[SUPPLIED TEXT]
A plaintiff’s lawyer is suing a medical journal and two doctors because they published a case report that makes it harder to win birth‐injury lawsuits.
Some newborns suffer from brachial plexus injury, a type of harm to a child’s shoulder, arm, or hand that in a minority of cases results in permanent disability. A large volume of birth‐injury litigation goes on as a result, in part because courts have tended to accept the idea that the only medically recognized cause of those conditions in newborns is excessive or traumatic use of physical force by clinicians (“traction”).
In 2008, however, the American Journal of Obstetrics & Gynecology published a case report of a delivery in which an infant was found to be suffering such injury although the physician by her own account had not applied any excessive traction during the birth. If natural forces of labor could cause the dislocation resulting in the condition, many lawsuits could rest on shakier ground. Since then, defense lawyers have cited the report, written by Henry Lerner of Harvard Medical School and Eva Salamon of the Bond Clinic in Florida, in litigation.

[SUPPLIED INFORMATION]
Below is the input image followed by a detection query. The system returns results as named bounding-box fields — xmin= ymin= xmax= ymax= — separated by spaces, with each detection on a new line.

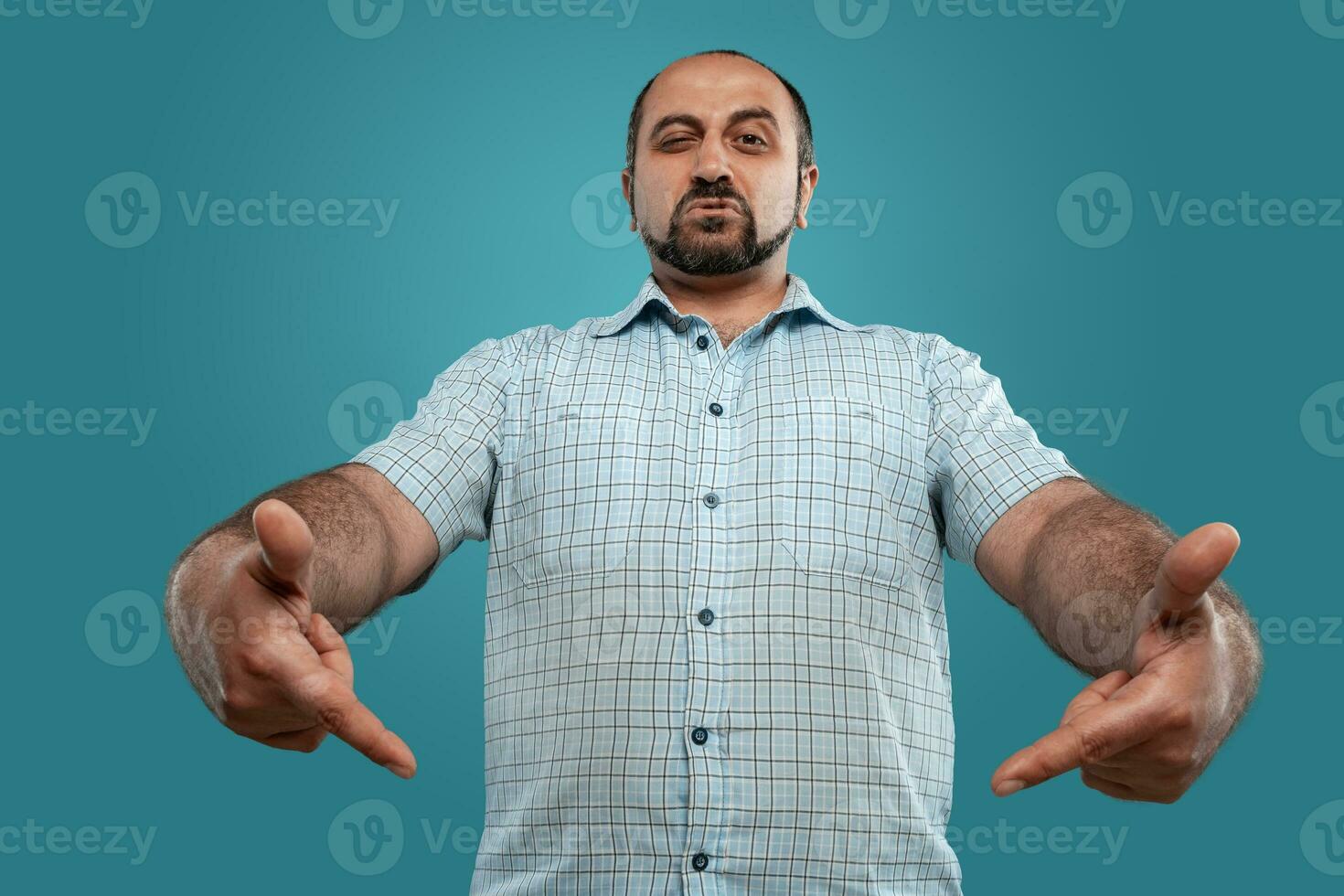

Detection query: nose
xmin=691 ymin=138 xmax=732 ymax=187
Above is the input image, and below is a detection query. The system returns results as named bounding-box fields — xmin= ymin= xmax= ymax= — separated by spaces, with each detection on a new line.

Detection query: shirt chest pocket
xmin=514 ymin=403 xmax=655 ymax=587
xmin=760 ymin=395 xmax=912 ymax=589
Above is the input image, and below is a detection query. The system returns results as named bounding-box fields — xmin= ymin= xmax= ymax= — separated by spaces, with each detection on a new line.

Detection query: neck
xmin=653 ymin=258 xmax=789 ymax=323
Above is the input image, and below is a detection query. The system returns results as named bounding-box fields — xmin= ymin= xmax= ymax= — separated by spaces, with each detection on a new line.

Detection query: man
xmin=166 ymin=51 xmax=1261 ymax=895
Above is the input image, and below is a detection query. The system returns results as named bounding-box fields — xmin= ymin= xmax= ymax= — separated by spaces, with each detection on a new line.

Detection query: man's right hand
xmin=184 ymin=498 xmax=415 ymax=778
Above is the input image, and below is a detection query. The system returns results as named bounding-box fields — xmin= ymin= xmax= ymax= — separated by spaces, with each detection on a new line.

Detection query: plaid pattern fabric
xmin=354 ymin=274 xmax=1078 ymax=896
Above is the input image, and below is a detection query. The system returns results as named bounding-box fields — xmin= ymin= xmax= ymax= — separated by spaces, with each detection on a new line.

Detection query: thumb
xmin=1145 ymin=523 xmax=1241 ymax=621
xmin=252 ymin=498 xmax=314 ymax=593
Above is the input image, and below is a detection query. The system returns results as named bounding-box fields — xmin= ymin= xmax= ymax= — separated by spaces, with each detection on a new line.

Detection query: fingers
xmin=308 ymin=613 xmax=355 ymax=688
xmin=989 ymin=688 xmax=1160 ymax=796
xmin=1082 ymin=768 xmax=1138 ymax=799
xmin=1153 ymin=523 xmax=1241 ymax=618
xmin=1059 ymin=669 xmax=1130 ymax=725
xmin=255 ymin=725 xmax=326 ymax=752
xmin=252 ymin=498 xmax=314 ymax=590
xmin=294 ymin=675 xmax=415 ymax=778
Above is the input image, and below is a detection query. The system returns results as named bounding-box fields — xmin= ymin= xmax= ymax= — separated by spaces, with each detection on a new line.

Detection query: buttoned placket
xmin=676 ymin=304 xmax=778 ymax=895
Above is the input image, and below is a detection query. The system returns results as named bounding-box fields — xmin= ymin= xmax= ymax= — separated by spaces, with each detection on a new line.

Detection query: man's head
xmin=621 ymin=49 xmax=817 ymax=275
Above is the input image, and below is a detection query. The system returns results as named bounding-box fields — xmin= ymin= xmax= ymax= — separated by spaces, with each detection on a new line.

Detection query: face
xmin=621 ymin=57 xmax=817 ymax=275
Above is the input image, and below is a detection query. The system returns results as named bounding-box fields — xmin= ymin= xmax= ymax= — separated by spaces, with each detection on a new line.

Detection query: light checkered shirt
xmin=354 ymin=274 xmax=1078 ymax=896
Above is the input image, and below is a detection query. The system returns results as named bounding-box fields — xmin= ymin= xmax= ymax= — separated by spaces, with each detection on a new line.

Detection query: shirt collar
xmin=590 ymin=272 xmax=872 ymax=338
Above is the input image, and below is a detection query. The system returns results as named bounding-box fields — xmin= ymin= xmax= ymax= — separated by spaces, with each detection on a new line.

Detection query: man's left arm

[WORK ITEM]
Please answer these questions from the text about the birth-injury lawsuit:
1. Whom is the plaintiff's lawyer suing?
2. What term does the text use for excessive or traumatic use of physical force by clinicians?
3. In what year was the case report published, and in which journal?

[ANSWER TO THIS TASK]
1. A medical journal and two doctors.
2. Traction.
3. 2008, in the American Journal of Obstetrics & Gynecology.